EXERCISE DESCRIPTION | Please name the social networking site that the jibtv post says to follow for daily updates.

The Net Is Buzzing About JIBTV!

By Jib Kun

Hey Everybody!  


Exciting things are happening here at jibtv!  The office is buzzing with activity and now we are out there in new and fun ways for you to find.  I've been quite busy myself, and now you can join me for my adventures everyday through the internet.  


Follow me on the social networking site Twitter for daily updates.  I'll give you my recommendations for the best english language content about Japan on the internet.  Also, I'll keep you updated on what is happening here in Tokyo and in the jibtv office.


Be my friend!  Join me on Facebook and be my facebook friend.  There too you can find updates on all the exciting things happening here at jibtv.  You'll find links there to even more content you'll love about Japan.


Take a look at what's playing on YouTube!  We've started uploading clips on to the popular video site Youtube.com.  Check out the latest update and watch me shake my stuff!

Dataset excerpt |
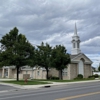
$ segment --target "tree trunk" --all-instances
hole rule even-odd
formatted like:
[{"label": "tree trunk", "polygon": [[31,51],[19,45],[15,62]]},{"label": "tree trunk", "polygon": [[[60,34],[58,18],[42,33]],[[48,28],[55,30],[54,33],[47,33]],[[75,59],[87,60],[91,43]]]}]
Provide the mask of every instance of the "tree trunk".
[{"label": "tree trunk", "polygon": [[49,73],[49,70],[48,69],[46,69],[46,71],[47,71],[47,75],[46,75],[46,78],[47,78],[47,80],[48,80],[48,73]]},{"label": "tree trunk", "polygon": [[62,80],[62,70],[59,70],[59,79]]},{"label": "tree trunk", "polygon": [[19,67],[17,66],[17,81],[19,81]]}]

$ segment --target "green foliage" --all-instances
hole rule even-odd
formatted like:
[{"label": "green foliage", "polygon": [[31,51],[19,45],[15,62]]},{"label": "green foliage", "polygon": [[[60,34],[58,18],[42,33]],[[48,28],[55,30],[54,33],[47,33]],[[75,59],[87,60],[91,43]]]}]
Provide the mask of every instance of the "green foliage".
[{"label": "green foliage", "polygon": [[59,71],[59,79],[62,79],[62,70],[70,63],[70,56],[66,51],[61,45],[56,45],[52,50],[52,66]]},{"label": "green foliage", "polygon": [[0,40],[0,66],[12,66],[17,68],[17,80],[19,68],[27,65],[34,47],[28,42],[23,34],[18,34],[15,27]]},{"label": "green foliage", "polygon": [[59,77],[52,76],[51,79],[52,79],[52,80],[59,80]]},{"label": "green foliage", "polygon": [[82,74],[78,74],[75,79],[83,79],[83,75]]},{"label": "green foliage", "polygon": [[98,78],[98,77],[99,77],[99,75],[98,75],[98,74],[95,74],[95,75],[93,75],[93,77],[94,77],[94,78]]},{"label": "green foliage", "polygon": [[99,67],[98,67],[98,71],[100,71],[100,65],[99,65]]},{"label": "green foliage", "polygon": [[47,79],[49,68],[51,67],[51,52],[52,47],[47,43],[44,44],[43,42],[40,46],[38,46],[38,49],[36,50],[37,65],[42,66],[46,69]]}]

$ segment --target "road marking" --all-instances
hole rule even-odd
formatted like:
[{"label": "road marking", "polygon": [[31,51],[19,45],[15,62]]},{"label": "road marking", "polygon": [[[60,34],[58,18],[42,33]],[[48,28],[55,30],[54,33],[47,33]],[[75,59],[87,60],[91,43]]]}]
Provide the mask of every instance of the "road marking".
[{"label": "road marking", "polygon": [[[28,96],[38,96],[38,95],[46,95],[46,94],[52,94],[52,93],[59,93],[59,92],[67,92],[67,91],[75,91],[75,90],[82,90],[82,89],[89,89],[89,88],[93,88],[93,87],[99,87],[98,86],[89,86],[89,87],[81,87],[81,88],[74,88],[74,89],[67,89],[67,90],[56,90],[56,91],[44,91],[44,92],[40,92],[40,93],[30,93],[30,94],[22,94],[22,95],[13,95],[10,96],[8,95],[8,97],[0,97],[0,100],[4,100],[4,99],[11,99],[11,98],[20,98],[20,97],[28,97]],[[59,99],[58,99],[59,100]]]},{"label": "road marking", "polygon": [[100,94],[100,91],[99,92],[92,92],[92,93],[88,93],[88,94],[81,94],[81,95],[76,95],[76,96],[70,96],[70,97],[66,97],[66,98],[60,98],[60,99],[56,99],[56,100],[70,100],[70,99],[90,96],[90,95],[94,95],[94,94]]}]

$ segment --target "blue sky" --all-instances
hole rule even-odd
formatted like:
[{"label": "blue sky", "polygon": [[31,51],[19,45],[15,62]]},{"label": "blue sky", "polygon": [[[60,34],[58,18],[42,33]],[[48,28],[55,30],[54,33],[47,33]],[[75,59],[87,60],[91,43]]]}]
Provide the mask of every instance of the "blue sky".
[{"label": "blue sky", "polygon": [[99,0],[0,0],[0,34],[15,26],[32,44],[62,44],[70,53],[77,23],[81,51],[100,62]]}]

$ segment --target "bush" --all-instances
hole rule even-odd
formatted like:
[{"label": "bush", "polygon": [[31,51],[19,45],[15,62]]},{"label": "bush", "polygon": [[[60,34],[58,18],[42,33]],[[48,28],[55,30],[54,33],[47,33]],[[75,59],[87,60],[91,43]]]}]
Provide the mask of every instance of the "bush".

WRITTEN ANSWER | Twitter